*** Document extract ***
Keyboard shortcuts

Press or to navigate between chapters

Press S or / to search in the book

Press ? to show this help

Press Esc to hide this help

IndexedBackend Pattern

SQLite Metadata + Content-Addressed Blob Storage

This document describes the IndexedBackend architecture pattern: separating filesystem metadata (stored in SQLite) from file content (stored as blobs). This enables efficient queries, large file support, and flexible storage backends.

Ecosystem Implementation: The anyfs-indexed crate provides IndexedBackend as a production-ready implementation using local disk blobs. See the Backends Guide for usage. This document covers the underlying design pattern for those building custom implementations (e.g., with S3, cloud storage, or custom blob stores).


Overview

The IndexedBackend pattern separates:

  • Metadata (directory structure, inodes, permissions) → SQLite
  • Content (file bytes) → Content-Addressed Storage (CAS)
***
# Job A
From the IndexedBackend pattern page, transcribe the passage from "Ecosystem Implementation: The" to "Content-Addressed Storage (CAS)".
# Job B
Turn the paragraph of the IndexedBackend pattern page that begins "Ecosystem Implementation:" into a short bulleted list that keeps its main facts.
# Job C
Answer these questions from the IndexedBackend pattern page:
(i) Which key hides the help?
(ii) Which crate provides IndexedBackend as a production-ready implementation?
(iii) According to the overview, where are file bytes stored?
*** Excerpted data ***
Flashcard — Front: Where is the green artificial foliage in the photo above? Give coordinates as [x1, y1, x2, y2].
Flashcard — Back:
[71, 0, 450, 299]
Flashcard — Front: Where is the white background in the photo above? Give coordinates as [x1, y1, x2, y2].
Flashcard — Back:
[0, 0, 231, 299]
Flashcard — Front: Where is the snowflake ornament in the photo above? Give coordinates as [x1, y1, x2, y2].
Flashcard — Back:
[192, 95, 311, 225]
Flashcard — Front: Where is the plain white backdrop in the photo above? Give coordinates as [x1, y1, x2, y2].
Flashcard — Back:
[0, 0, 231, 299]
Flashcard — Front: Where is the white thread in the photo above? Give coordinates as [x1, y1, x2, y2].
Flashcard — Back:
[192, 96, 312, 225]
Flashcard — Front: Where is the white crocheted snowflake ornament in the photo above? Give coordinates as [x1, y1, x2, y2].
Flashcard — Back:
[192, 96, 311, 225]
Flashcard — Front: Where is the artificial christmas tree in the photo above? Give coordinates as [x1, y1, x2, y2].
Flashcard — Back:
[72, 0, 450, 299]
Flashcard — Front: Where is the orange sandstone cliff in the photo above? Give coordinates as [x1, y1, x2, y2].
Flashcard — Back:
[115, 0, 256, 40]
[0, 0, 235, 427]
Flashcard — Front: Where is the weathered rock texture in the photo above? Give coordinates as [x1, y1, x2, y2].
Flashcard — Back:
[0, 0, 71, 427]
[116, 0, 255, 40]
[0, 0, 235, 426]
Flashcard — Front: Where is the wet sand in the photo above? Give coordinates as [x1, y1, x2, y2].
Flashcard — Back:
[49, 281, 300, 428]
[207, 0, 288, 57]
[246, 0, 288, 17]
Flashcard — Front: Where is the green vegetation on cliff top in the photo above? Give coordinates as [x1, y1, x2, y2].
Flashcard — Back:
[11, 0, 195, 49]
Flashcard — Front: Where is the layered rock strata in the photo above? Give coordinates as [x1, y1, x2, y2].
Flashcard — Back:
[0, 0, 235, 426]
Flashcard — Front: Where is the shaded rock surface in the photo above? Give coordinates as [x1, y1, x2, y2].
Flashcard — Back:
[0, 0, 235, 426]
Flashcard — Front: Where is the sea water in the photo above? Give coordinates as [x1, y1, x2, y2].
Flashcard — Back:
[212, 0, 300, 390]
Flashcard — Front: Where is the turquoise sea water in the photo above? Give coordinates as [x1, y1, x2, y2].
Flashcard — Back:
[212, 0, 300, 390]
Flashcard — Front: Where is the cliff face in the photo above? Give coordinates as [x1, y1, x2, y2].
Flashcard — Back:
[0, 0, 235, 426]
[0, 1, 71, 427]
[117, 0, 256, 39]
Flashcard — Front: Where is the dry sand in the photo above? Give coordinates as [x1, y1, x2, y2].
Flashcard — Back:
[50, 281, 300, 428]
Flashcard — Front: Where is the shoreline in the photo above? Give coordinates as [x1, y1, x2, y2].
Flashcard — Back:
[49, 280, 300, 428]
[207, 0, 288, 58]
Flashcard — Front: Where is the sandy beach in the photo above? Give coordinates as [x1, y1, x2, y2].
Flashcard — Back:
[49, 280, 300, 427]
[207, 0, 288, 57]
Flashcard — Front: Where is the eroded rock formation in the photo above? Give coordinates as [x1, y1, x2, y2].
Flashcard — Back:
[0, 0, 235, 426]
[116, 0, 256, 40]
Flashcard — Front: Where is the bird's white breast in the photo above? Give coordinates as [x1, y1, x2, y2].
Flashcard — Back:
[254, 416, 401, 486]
***
# Written response A
Ecosystem Implementation: The anyfs-indexed crate provides IndexedBackend as a production-ready implementation using local disk blobs. See the Backends Guide for usage. This document covers the underlying design pattern for those building custom implementations (e.g., with S3, cloud storage, or custom blob stores).


Overview

The IndexedBackend pattern separates:

  • Metadata (directory structure, inodes, permissions) → SQLite
  • Content (file bytes) → Content-Addressed Storage (CAS)

# Written response B
- The anyfs-indexed crate provides IndexedBackend as a production-ready implementation that uses local disk blobs.
- Usage is covered in the Backends Guide.
- This document explains the underlying design pattern for anyone building a custom implementation, such as one using S3, cloud storage, or a custom blob store.

# Written response C
(i) Esc
(ii) The anyfs-indexed crate
(iii) In Content-Addressed Storage (CAS)